Persecution has really increased, and he knows he's about to die. In a moment, Nero comes to get Paul. There's no crowd there. The greatest missionary of all time. He walks him outside the prison and cuts off his head, and that's the end of Paul. That's the end. No one even knows where it happened. It was very, very, very uneventful. Why did they do it? Because Paul is writing letters like this. Because Paul is advancing the gospel.

Think of the irony. Paul was a man who persecuted Christians, even killed Christians, and now he's going to be killed because he is a Christian. Do you see how the Spirit of God changes people? Now he is going to be killed because he is a Christian. I'll start in verse 1, just to set up where I'm headed in verse 14. He writes,

"But mark this…""Hey, this is important Timothy." "There will be terrible times in the last days. People will be…" Listen. "…lovers of themselves, lovers of money, boastful, proud, abusive, disobedient to their parents, ungrateful, unholy, without love, unforgiving, slanderous, without self-control, brutal, not lovers of the good, treacherous, rash, conceited, lovers of pleasure rather than lovers of God…"

It sounds like he's reading the Dallas Morning News. He's like, "Hey, in the last days this is what it's going to look like." We're looking around, kind of nervous, like, "Oh, man." "…lovers of pleasure rather than lovers of God —having a form of godliness…" **He's talking about people with a form of godliness."…but denying its power. Have nothing to do with such people. They are… always learning but never able to come to a knowledge of the truth."**

They're studying everything. They want to be so intelligent. They're looking at culture and trying to make their minds smart, but they never come to an understanding of the real and absolute truth. Then he contrasts this with Timothy in verse 14. He says, "But as for you [Timothy] …" But as for you, Watermark. He's going to give the solution for us so we're not like that.

**Source material:**
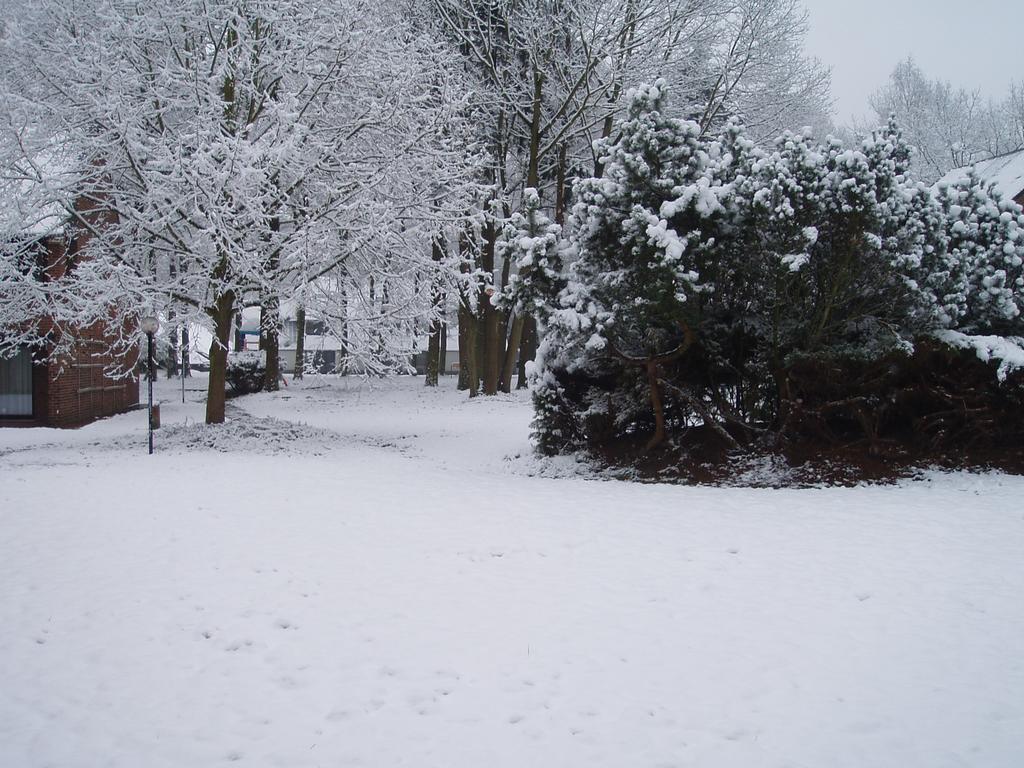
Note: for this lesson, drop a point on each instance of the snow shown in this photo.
(390, 581)
(1008, 351)
(1006, 171)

**List of tasks:**
1. In the excerpt about Paul, who comes to get Paul?
2. Please write out everything in the excerpt about Paul from "Persecution has really" down to "advancing the gospel.", substituting "jail" for "prison".
These lines have nothing to do with the excerpt about Paul.

**Worked solutions:**
1. Nero

2.
Persecution has really increased, and he knows he's about to die. In a moment, Nero comes to get Paul. There's no crowd there. The greatest missionary of all time. He walks him outside the jail and cuts off his head, and that's the end of Paul. That's the end. No one even knows where it happened. It was very, very, very uneventful. Why did they do it? Because Paul is writing letters like this. Because Paul is advancing the gospel.